**Brano del documento:**

***

L’inflazione dell’Eurozona ad agosto ha toccato la quota record del 9,1%, secondo i dati Eurostat, con cause da ricercare soprattutto nei rincari dei prezzi dell’energia. Più del valore in sé, a preoccupare è il trend: è il nono record mensile consecutivo di aumento dei prezzi al consumo nell’area Euro.
La coincidenza di prezzi elevati e bassa crescita, spiega l’agenzia Reuters, lega le mani alla Banca centrale europea, che ha di fronte a sé un ventaglio di sole scelte dolorose: «È probabile che il tasso di inflazione aumenti ancora a settembre», ha detto l’economista di Commerzbank Christoph Weil. «Di conseguenza, è probabile che la pressione sulla Bce per continuare ad aumentare significativamente i tassi di interesse rimanga elevata».
La guerra della Russia all’Ucraina e la grave crisi energetica si mescolano quindi a un’inflazione elevata, una bassa crescita e un’enorme incertezza sul futuro economico dell’Europa. «I governi si stanno affrettando a cercare di aiutare le fasce di popolazione più deboli, ma in questa fase di confusione c’è solo una certezza: in Europa sta arrivando una nuova recessione», scrive l’Economist.
L’allarme lanciato dal magazine britannico non intende generare panico tra i cittadini europei. Intanto perché ancora non si può stabilire quanto sarà grave la recessione: dipende dai prossimi sviluppi della crisi energetica, soprattutto, e dall’esito delle decisioni politiche che verranno prese come risposta. Ma di certo i segnali non sono incoraggianti.
Questa settimana i prezzi dell’energia hanno raggiunto nuovi picchi. Alla borsa olandese TTF di Amsterdam il gas ha superato quota 290 euro al megawatt/ora, rispetto ai 26 euro del 2021 (+1000% circa). L’economia europea ha avuto almeno la fortuna di essere entrata nella crisi da una posizione tutto sommato forte, considerando la ripresa degli ultimi mesi del 2021.
«Il mercato del lavoro è ancora relativamente sano, con una disoccupazione al 6,6%, il che significa che, per gli standard mediocri dell’Europa, è vicino alla piena occupazione. La crescita dei salari probabilmente riprenderà nei prossimi mesi grazie alle rinegoziazioni dei contratti a lungo termine. La fiducia dei consumatori è scesa all’inizio della guerra, ma i consumi non sono crollati. Le aspettative di inflazione sono leggermente diminuite», si legge sul magazine britannico. (Ovviamente i dati aggregati di tutti i Paesi dell’area Euro non forniscono un quadro sufficientemente sfumato per capire le condizioni di ogni singolo Stato).
Eppure le prospettive per i prossimi mesi sembrano decisamente cupe per almeno tre motivi, dice l’Economist. In primo luogo, l’industria energetica è sotto pressione. In primavera, le maggiori aziende produttrici di gas avevano spiegato che tagliare troppo rapidamente le forniture di gas russe avrebbe portato una profonda crisi economica nel continente.
La produzione fin quei è rimasta in piedi, nonostante i prezzi elevati, soprattutto grazie agli ordinativi precedenti all’invasione dell’Ucraina iniziata il 24 febbraio. Ma questi arretrati non dureranno per sempre e i nuovi ordini sono già precipitati.

***

**Righe archiviate:**

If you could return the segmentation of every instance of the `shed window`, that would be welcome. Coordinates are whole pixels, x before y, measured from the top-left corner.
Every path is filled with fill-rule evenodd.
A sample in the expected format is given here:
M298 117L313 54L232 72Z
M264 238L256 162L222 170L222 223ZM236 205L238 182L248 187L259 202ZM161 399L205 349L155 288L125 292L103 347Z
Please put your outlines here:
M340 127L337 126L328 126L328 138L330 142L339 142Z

***

**Descrizione dell'esercizio:**
Riporta tale e quale il tratto del brano sull'inflazione nell'Eurozona che si apre con le parole contenenti "La guerra della" e si chiude con "non sono incoraggianti.".

**Risposta scritta:**
La guerra della Russia all’Ucraina e la grave crisi energetica si mescolano quindi a un’inflazione elevata, una bassa crescita e un’enorme incertezza sul futuro economico dell’Europa. «I governi si stanno affrettando a cercare di aiutare le fasce di popolazione più deboli, ma in questa fase di confusione c’è solo una certezza: in Europa sta arrivando una nuova recessione», scrive l’Economist.
L’allarme lanciato dal magazine britannico non intende generare panico tra i cittadini europei. Intanto perché ancora non si può stabilire quanto sarà grave la recessione: dipende dai prossimi sviluppi della crisi energetica, soprattutto, e dall’esito delle decisioni politiche che verranno prese come risposta. Ma di certo i segnali non sono incoraggianti.